▸ **Stated task**
Copy out the data below verbatim, starting at the line that contains "Please mark the region of every instance of the forearm." and ending at the line that contains "[[[90,21],[81,19],[78,26],[75,43],[75,60],[79,67],[90,62]]]", with both of those lines included.

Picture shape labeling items
-- BEGIN --
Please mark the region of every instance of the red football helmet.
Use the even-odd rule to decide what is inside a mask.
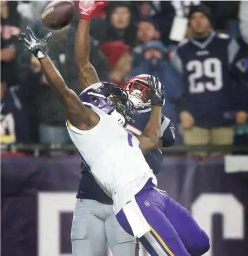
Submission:
[[[151,104],[151,99],[148,99],[144,96],[146,92],[150,92],[147,82],[149,76],[149,74],[143,74],[132,77],[124,86],[129,95],[129,99],[136,108],[142,108]]]

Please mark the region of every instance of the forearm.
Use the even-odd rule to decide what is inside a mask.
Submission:
[[[94,122],[97,122],[96,115],[89,114],[91,110],[87,111],[76,93],[67,86],[50,59],[46,57],[39,60],[48,84],[55,89],[58,95],[67,119],[79,129],[88,129],[94,127]]]
[[[152,106],[150,120],[142,135],[137,136],[141,149],[144,154],[160,146],[161,126],[161,107]]]
[[[54,88],[61,96],[68,94],[69,89],[50,58],[46,57],[39,59],[39,61],[50,86]]]
[[[99,82],[94,67],[90,63],[90,21],[81,19],[76,34],[75,60],[82,89]]]
[[[90,21],[81,19],[78,26],[75,43],[75,60],[79,67],[90,62]]]

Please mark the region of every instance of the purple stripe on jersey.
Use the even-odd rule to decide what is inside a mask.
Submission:
[[[81,157],[81,158],[82,159],[82,161],[84,163],[84,164],[86,166],[87,168],[90,171],[91,170],[91,167],[90,167],[90,165],[86,163],[85,161],[85,159],[82,157],[82,155],[81,154],[80,152],[79,151],[77,148],[76,147],[77,151],[78,151],[78,153],[79,154],[79,155]],[[81,164],[81,168],[82,168],[82,164]]]
[[[131,146],[131,147],[133,147],[132,145],[132,134],[131,134],[130,133],[128,133],[128,144],[129,146]]]

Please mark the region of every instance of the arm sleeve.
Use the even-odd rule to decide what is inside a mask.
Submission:
[[[175,128],[172,122],[164,117],[161,124],[160,138],[163,141],[163,147],[170,147],[174,145],[175,142]]]
[[[145,156],[145,160],[154,175],[158,174],[161,170],[163,161],[163,154],[160,149],[154,149],[148,153]]]
[[[241,35],[243,40],[248,44],[248,1],[240,1],[239,18]]]

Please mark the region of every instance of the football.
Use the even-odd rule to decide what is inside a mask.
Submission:
[[[43,11],[41,20],[47,28],[56,30],[68,25],[74,14],[74,1],[53,1]]]

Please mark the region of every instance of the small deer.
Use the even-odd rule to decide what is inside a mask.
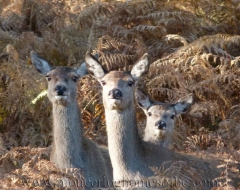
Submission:
[[[103,89],[108,150],[115,182],[150,179],[155,175],[153,168],[160,168],[168,161],[184,160],[190,163],[196,160],[196,158],[146,142],[138,134],[134,88],[148,71],[147,57],[147,54],[144,54],[133,65],[130,72],[107,71],[90,53],[85,57],[89,73],[101,83]],[[206,162],[195,161],[194,167],[207,180],[218,176],[218,172],[211,169]],[[183,171],[183,174],[186,173]],[[126,188],[124,183],[118,183],[118,185]]]
[[[169,148],[174,132],[174,121],[177,115],[186,112],[193,103],[192,94],[188,94],[175,104],[153,102],[139,88],[135,91],[136,102],[147,116],[143,139]]]
[[[112,180],[108,150],[83,135],[76,98],[77,81],[87,74],[86,64],[77,69],[65,66],[54,68],[33,51],[31,60],[48,81],[48,98],[53,106],[53,148],[50,160],[59,168],[80,168],[87,182],[86,189],[105,186],[104,178]]]

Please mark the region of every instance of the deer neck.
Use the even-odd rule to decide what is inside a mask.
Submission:
[[[59,168],[79,168],[82,163],[82,125],[77,101],[71,105],[53,104],[53,151]]]
[[[141,141],[138,135],[134,106],[123,111],[105,109],[108,148],[114,180],[132,178],[142,165]]]

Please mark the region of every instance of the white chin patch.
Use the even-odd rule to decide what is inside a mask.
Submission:
[[[122,100],[120,99],[109,99],[110,104],[120,104]]]
[[[66,100],[67,96],[55,96],[56,100]]]

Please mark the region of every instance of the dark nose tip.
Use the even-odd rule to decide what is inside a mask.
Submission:
[[[109,91],[108,95],[114,99],[122,98],[122,92],[119,89],[113,89]]]
[[[160,120],[160,121],[158,121],[158,122],[155,123],[155,126],[156,126],[158,129],[163,129],[163,128],[166,128],[166,127],[167,127],[167,124],[166,124],[164,121]]]
[[[67,88],[65,86],[62,85],[57,85],[55,87],[56,93],[58,96],[63,96],[64,92],[66,92]]]

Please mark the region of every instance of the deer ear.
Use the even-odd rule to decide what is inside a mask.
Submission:
[[[176,104],[173,105],[177,114],[182,114],[186,112],[193,104],[193,94],[188,94],[178,100]]]
[[[134,80],[139,80],[144,74],[148,72],[148,54],[145,53],[138,61],[133,65],[131,75]]]
[[[83,62],[80,67],[77,68],[77,74],[80,77],[83,77],[88,74],[86,62]]]
[[[135,98],[138,106],[142,108],[144,111],[147,111],[152,105],[149,96],[139,88],[135,90]]]
[[[106,74],[106,71],[98,62],[98,60],[92,54],[86,53],[85,61],[89,73],[93,75],[97,80],[101,80]]]
[[[31,61],[39,73],[46,75],[52,70],[52,66],[34,51],[31,51]]]

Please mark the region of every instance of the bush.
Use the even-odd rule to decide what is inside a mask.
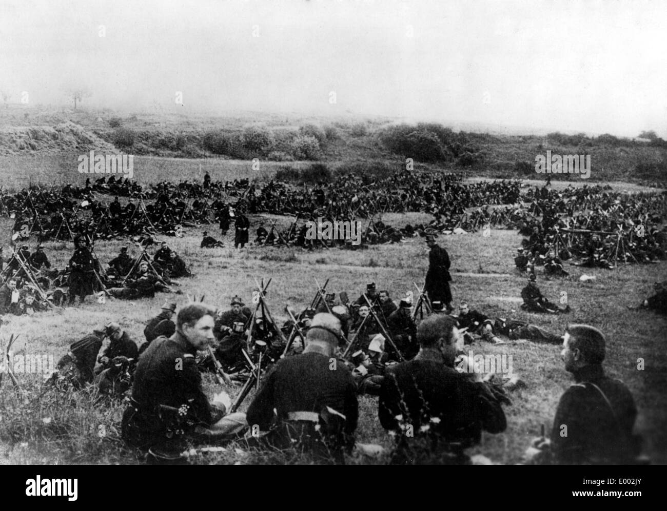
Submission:
[[[211,131],[204,133],[201,145],[206,151],[214,155],[229,155],[232,151],[232,141],[223,131]]]
[[[352,137],[364,137],[368,133],[368,129],[364,123],[356,123],[352,125],[350,134]]]
[[[291,155],[288,155],[282,151],[272,151],[266,157],[269,161],[294,161]]]
[[[317,139],[309,135],[295,137],[291,143],[291,153],[297,160],[319,160],[322,157]]]
[[[303,183],[330,183],[333,179],[331,171],[323,163],[315,163],[301,171]]]
[[[113,145],[118,147],[131,147],[134,145],[135,133],[127,128],[118,128],[113,132]]]
[[[249,126],[241,139],[243,149],[253,153],[264,154],[275,143],[273,132],[265,126]]]
[[[306,124],[300,127],[299,133],[307,137],[314,137],[317,139],[320,147],[323,147],[327,143],[327,136],[324,130],[314,124]]]

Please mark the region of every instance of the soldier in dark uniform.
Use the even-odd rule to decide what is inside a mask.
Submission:
[[[528,264],[528,258],[524,252],[524,247],[520,247],[516,249],[516,257],[514,258],[514,265],[520,272],[524,272]]]
[[[97,374],[109,367],[114,357],[125,356],[135,360],[138,356],[137,343],[119,324],[113,322],[107,323],[104,328],[105,333],[109,337],[109,343],[107,349],[97,359],[97,362],[100,364],[95,369],[95,374]]]
[[[398,309],[394,310],[387,318],[387,326],[392,340],[401,354],[410,360],[419,350],[417,343],[417,325],[412,319],[412,304],[406,300],[402,300]],[[390,357],[394,360],[400,360],[398,354],[394,352],[394,348],[389,344],[387,352]]]
[[[459,328],[468,328],[468,331],[464,334],[466,344],[470,344],[474,341],[473,334],[480,335],[487,342],[502,342],[494,332],[494,322],[491,318],[477,310],[471,310],[466,302],[462,302],[459,305],[459,314],[456,320]]]
[[[559,307],[555,303],[552,303],[542,296],[540,288],[536,284],[536,278],[534,274],[528,277],[528,283],[521,290],[521,297],[524,303],[521,308],[525,310],[533,312],[548,312],[549,314],[567,313],[572,310],[570,305]]]
[[[152,448],[153,454],[180,452],[188,441],[228,435],[230,424],[234,432],[245,428],[243,414],[223,417],[228,396],[217,394],[209,402],[201,388],[195,356],[213,341],[213,314],[201,303],[186,305],[177,316],[176,332],[155,339],[142,354],[121,424],[129,445]]]
[[[205,231],[204,231],[203,238],[201,239],[201,243],[199,245],[200,249],[212,249],[215,247],[221,248],[224,246],[225,245],[221,241],[218,241],[212,236],[209,236],[208,233]]]
[[[176,304],[165,303],[162,306],[161,312],[149,320],[146,327],[143,329],[143,335],[146,342],[139,347],[139,354],[143,352],[148,347],[149,343],[156,337],[163,335],[171,337],[176,331],[176,325],[171,320],[171,316],[176,312]]]
[[[269,431],[272,448],[293,448],[319,463],[343,463],[354,445],[359,418],[356,386],[350,370],[331,360],[342,338],[340,320],[315,314],[299,355],[278,361],[247,411],[249,424]]]
[[[167,242],[163,241],[161,246],[153,256],[153,260],[163,268],[168,268],[171,262],[171,251],[167,245]]]
[[[248,243],[248,229],[250,228],[250,221],[242,211],[236,214],[236,221],[234,222],[234,247],[243,249]]]
[[[47,270],[51,268],[51,262],[49,262],[49,258],[44,253],[44,245],[41,243],[37,245],[37,251],[30,256],[29,261],[30,266],[37,270],[41,269],[43,266]]]
[[[121,203],[118,202],[118,197],[114,197],[113,202],[109,205],[109,213],[111,214],[112,218],[118,218],[121,216],[122,208]]]
[[[81,303],[88,294],[93,294],[95,282],[95,261],[88,249],[85,238],[75,240],[76,249],[69,259],[69,304],[74,304],[74,298],[79,296]]]
[[[450,256],[447,251],[436,243],[436,239],[426,236],[426,243],[431,251],[428,254],[428,271],[426,272],[426,284],[424,290],[432,301],[439,300],[444,304],[448,311],[452,310],[452,290],[450,282]]]
[[[507,422],[500,402],[482,382],[454,368],[456,320],[432,315],[420,324],[414,360],[387,370],[380,390],[380,424],[396,433],[392,463],[466,464],[464,453],[482,432],[500,433]]]
[[[127,255],[127,247],[121,247],[117,256],[109,261],[109,266],[116,276],[125,276],[132,269],[132,258]]]
[[[99,328],[73,343],[69,352],[58,360],[55,365],[57,372],[51,377],[49,382],[57,385],[70,384],[75,388],[92,382],[95,378],[95,362],[103,338],[104,330]]]
[[[571,324],[565,331],[561,357],[575,383],[558,402],[550,442],[540,438],[533,446],[550,451],[556,464],[630,464],[639,454],[634,400],[622,382],[605,374],[605,346],[592,326]]]

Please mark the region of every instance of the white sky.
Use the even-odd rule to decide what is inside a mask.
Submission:
[[[662,0],[0,0],[0,90],[32,104],[83,86],[84,105],[169,111],[178,91],[191,113],[667,138],[666,49]]]

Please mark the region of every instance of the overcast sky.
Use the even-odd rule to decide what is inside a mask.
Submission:
[[[666,34],[662,0],[1,0],[0,90],[667,138]]]

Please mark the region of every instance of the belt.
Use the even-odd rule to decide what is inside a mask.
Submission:
[[[287,412],[287,420],[305,420],[319,422],[319,414],[315,412]]]

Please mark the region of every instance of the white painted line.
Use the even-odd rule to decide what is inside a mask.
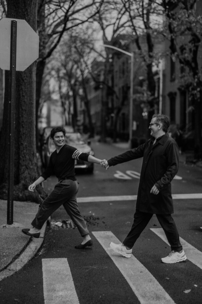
-- END --
▸ **Response to the task**
Please mark the region of every instance of the forearm.
Use the even-odd rule to decide what is inside a mask.
Submission:
[[[94,122],[97,122],[96,115],[89,114],[91,110],[87,111],[76,93],[67,86],[50,59],[46,57],[39,60],[48,84],[55,89],[58,95],[67,119],[79,129],[88,129],[94,127]]]
[[[152,106],[150,120],[142,135],[137,136],[141,149],[144,154],[160,146],[161,126],[161,107]]]
[[[54,88],[61,96],[68,94],[69,89],[50,58],[46,57],[39,59],[39,61],[50,86]]]
[[[99,82],[94,67],[90,63],[90,21],[81,19],[76,34],[75,60],[82,89]]]
[[[90,21],[81,19],[78,26],[75,43],[75,60],[79,67],[90,62]]]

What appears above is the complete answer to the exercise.